[Lines of data]

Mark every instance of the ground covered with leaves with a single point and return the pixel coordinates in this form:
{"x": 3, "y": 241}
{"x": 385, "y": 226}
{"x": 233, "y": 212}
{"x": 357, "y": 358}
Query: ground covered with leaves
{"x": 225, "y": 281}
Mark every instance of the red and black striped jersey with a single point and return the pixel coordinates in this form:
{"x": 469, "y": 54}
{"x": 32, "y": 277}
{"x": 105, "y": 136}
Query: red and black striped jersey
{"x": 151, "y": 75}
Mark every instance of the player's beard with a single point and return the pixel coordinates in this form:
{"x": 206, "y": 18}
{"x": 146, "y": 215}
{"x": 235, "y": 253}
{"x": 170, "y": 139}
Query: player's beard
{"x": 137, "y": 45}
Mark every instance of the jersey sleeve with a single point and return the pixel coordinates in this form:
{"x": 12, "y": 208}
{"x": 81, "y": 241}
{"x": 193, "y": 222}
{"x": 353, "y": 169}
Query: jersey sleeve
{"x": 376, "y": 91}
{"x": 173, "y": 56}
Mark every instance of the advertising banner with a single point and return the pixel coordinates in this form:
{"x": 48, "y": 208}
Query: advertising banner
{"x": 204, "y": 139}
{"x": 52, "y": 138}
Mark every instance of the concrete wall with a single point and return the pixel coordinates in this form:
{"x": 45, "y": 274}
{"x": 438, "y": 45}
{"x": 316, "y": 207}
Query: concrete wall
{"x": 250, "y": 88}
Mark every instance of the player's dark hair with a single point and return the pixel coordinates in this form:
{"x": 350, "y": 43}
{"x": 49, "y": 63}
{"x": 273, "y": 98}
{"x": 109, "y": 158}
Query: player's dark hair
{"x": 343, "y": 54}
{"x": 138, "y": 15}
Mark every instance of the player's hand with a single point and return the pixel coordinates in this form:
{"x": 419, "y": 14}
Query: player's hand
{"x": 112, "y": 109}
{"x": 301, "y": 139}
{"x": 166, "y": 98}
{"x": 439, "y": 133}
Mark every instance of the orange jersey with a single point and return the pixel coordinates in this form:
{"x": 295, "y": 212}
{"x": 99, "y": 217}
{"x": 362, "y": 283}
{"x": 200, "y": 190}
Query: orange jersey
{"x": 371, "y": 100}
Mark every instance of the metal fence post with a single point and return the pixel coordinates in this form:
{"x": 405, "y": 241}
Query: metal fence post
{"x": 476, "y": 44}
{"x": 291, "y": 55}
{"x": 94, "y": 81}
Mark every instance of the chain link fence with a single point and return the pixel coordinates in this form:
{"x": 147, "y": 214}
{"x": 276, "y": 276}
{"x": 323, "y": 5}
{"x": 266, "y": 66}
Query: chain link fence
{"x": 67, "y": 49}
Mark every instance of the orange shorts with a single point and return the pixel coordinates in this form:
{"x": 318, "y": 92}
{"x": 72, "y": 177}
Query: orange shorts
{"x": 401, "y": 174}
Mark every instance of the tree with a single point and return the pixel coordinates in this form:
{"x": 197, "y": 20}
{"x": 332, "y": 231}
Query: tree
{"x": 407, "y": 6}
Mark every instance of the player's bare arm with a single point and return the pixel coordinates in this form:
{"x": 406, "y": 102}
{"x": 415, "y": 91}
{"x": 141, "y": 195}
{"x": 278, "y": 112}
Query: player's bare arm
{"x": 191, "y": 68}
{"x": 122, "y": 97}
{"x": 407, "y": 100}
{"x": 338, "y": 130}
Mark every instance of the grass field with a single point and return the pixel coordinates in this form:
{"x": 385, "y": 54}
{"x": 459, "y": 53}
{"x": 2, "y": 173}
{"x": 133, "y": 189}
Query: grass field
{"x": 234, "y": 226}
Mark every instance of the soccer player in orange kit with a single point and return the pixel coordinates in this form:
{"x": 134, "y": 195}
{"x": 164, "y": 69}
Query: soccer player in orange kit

What you need to do — From the line containing "Mark every instance of the orange shorts" through the final line of the listing above, retype every line exactly; leave out everything else.

Response —
Mark every instance of the orange shorts with a single point and return the pixel coordinates in this form:
{"x": 318, "y": 92}
{"x": 72, "y": 177}
Query: orange shorts
{"x": 401, "y": 174}
Mark every instance of the tree with a single point and return the pixel coordinates in this form:
{"x": 197, "y": 20}
{"x": 332, "y": 231}
Query: tree
{"x": 407, "y": 6}
Mark every instance of the player's bare arm with a single point and return the pixel coordinates in this form:
{"x": 406, "y": 102}
{"x": 415, "y": 91}
{"x": 141, "y": 195}
{"x": 278, "y": 112}
Query: player's bare arm
{"x": 191, "y": 68}
{"x": 122, "y": 97}
{"x": 407, "y": 100}
{"x": 338, "y": 130}
Mark every instance of the grass field with a single point and return the pixel coordinates in this form:
{"x": 385, "y": 54}
{"x": 459, "y": 53}
{"x": 2, "y": 173}
{"x": 133, "y": 189}
Query: grass field
{"x": 234, "y": 226}
Mark every instance of the soccer player in orange kit with a single point and return the pixel coordinates in this form:
{"x": 134, "y": 195}
{"x": 164, "y": 69}
Query: soccer player in orange kit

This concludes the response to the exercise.